======== Extracto original

Alberto Núñez Feijóo ha vuelto a elegir el camino más cómodo y cobarde en política: hablar de derechos sin defenderlos, tensar sin mancharse, y buscar en la religión, la inmigración o el “velo” una excusa más para agradar a una parte de su electorado que rechaza la pluralidad.
El líder popular, fiel a su estilo, prohíbe, matiza, insinúa… pero nunca defiende con claridad los derechos. Ni los de las mujeres, ni los de las minorías, ni los del país diverso que dice querer gobernar.
Su propuesta de prohibir el burka y el niqab en espacios públicos, pero permitir el uso del velo, se presenta como medida “moderada”. Pero tras la fachada tecnocrática se esconde una estrategia de fondo: competir con Vox en su terreno, sin parecer Vox. Mientras Santiago Abascal lanza proposiciones brutales para prohibir cualquier vestimenta islámica en parques, hospitales o escuelas, Feijóo se disfraza de sensato para defender, con otras palabras, la misma idea: hay una forma “aceptable” de ser musulmán. Y otra, que debe ser excluida.

================

Detalle de tarea = Continúa el artículo sobre la propuesta de Feijóo de prohibir el burka a partir de la última frase. El material viene de otra fuente.

======== Contenido de datos

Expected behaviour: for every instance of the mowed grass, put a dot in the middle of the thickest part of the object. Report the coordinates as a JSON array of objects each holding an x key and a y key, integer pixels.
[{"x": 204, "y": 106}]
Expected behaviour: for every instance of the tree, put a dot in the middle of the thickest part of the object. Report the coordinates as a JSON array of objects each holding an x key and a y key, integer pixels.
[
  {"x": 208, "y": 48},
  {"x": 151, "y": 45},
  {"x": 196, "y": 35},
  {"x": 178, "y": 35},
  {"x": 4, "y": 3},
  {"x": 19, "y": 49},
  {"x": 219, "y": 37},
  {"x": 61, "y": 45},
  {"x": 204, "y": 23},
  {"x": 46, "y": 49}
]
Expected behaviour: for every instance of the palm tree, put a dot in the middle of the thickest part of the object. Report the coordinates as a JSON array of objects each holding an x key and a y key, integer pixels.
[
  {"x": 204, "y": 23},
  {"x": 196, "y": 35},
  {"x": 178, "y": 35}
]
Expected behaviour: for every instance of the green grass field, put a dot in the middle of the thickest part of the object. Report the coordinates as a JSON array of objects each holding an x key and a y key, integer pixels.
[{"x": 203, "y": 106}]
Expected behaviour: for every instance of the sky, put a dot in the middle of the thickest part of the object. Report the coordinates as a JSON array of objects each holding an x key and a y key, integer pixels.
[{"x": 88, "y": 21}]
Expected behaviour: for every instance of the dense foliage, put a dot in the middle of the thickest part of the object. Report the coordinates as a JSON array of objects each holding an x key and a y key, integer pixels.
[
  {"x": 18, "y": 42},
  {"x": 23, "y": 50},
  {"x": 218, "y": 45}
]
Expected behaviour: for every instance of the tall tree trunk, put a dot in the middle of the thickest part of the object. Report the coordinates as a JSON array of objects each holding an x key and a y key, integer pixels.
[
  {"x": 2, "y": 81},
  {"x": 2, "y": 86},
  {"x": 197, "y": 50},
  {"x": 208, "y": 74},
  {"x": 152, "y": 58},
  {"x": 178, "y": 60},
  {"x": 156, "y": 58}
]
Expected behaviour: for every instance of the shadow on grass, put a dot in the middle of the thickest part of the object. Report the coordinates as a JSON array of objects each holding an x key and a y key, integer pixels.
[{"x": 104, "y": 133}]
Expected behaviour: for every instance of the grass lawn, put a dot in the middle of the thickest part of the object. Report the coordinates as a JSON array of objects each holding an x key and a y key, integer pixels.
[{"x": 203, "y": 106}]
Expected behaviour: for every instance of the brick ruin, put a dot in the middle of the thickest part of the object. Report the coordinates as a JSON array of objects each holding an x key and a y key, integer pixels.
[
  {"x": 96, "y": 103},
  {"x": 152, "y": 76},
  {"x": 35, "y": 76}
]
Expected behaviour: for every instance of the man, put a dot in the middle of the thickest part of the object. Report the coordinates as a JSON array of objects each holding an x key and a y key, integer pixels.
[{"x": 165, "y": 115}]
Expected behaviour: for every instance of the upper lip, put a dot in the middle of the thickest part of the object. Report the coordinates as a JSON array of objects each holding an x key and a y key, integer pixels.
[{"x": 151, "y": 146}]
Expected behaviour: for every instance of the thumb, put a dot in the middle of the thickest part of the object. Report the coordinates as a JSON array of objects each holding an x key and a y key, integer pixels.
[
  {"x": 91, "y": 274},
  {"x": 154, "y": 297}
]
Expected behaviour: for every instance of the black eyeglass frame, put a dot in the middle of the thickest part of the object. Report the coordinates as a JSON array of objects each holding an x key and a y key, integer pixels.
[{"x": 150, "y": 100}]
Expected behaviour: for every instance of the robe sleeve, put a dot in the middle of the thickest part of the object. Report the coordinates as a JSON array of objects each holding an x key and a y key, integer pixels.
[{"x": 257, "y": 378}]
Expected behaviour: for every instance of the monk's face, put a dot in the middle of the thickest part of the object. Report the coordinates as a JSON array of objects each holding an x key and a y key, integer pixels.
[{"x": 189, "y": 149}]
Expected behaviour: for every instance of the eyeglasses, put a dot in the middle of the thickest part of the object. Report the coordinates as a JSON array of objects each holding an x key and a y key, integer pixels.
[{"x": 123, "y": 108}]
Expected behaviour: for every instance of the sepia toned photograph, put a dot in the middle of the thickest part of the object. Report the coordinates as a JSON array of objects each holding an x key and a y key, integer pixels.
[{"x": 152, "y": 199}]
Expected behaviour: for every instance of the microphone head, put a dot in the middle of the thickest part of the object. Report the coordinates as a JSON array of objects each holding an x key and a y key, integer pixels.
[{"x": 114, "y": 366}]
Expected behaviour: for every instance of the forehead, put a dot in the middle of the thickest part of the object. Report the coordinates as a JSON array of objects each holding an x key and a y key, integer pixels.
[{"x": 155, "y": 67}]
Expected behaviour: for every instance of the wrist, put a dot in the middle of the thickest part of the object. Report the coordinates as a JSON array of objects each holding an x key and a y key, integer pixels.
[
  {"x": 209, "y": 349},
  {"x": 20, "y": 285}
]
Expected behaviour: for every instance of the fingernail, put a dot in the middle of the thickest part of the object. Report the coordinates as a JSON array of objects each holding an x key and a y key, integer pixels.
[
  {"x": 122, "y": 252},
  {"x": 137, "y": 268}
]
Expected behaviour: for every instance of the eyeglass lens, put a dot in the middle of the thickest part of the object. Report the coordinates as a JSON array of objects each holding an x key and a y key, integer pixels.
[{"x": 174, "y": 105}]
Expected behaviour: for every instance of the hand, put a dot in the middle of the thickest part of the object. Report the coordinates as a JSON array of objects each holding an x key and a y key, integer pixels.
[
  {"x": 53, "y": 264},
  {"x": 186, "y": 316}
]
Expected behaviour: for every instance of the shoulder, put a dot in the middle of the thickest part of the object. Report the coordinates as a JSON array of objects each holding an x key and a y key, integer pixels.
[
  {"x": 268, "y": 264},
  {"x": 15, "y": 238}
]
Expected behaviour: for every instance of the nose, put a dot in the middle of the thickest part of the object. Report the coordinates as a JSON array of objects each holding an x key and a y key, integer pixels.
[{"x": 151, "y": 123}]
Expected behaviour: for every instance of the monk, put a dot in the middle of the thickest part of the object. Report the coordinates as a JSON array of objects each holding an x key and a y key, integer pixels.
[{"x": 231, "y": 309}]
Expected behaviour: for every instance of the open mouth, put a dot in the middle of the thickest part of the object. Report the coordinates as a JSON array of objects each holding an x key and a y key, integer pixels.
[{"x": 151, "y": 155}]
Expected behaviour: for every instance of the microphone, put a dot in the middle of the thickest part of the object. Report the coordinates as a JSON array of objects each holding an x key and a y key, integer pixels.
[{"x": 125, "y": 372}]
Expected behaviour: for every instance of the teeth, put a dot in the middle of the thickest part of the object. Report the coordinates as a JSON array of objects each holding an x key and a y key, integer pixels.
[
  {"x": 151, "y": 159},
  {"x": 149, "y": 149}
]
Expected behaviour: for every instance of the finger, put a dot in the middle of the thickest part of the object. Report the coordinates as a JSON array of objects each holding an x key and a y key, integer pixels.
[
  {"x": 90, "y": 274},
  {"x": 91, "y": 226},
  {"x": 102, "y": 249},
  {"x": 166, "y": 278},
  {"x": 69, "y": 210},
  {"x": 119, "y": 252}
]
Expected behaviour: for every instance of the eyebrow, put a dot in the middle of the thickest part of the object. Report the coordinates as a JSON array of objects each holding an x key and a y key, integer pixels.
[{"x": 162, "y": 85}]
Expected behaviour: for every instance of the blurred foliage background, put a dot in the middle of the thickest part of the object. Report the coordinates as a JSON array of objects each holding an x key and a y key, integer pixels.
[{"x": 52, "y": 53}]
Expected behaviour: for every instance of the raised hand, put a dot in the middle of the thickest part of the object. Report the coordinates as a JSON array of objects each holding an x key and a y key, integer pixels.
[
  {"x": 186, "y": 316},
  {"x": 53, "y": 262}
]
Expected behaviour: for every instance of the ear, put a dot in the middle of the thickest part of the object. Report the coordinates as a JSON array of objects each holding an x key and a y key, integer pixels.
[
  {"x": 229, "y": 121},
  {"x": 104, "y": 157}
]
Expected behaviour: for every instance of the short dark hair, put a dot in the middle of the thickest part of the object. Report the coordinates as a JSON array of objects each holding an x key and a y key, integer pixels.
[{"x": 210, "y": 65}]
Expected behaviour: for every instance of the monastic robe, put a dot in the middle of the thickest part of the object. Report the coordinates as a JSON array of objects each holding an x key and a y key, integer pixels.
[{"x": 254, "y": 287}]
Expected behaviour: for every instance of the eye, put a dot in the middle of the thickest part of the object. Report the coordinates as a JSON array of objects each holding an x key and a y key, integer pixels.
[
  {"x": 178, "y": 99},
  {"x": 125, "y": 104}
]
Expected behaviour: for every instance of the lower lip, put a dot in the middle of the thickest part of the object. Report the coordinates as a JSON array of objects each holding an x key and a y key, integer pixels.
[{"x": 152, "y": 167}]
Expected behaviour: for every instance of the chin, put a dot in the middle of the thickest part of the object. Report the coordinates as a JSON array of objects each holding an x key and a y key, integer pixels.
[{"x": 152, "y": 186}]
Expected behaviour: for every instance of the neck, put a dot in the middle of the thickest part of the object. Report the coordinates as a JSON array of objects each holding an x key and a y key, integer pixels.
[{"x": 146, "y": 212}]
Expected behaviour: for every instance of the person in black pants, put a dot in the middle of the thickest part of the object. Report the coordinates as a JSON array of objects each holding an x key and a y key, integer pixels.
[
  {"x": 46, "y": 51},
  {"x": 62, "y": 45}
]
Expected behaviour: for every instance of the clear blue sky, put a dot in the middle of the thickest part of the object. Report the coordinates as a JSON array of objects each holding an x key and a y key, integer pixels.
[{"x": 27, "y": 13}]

================

Respuesta del ejercicio =
Lo que Feijóo pretende imponer no es una política de seguridad, ni de igualdad, ni de libertad. Es una política de imagen, una táctica electoral para seguir alimentando la ficción de que lo diferente es sospechoso, de que el islam debe ser permanentemente vigilado, controlado, o, en el mejor de los casos, “tolerado”. Nunca reconocido, nunca integrado en igualdad.
Feijóo: ni laicismo, ni valentía
El líder del PP presume de conocer la Constitución, pero su discurso está plagado de contradicciones y trampas. Dice que España es un Estado aconfesional, pero no pierde oportunidad de recordar nuestras “raíces cristianas” como si fueran una bandera identitaria. Dice que hay libertad religiosa, pero respalda mociones municipales —como la de Jumilla— que impiden el uso de instalaciones públicas para celebraciones musulmanas.
Peor aún: acusa al Gobierno de “proteger más a los musulmanes que a los católicos”, usando el clásico argumento de la extrema derecha: la cristianofobia imaginaria, la discriminación inversa. Es un discurso tan viejo como manipulador, que enfrenta comunidades, genera miedo y simplifica el debate sobre convivencia.
Feijóo no cree en el laicismo. No lo defiende. Su modelo no es el de un Estado que garantiza derechos a todas las confesiones, sino el de una jerarquía simbólica donde la religión católica está por encima, y las demás —en especial el islam— están sujetas a escrutinio permanente.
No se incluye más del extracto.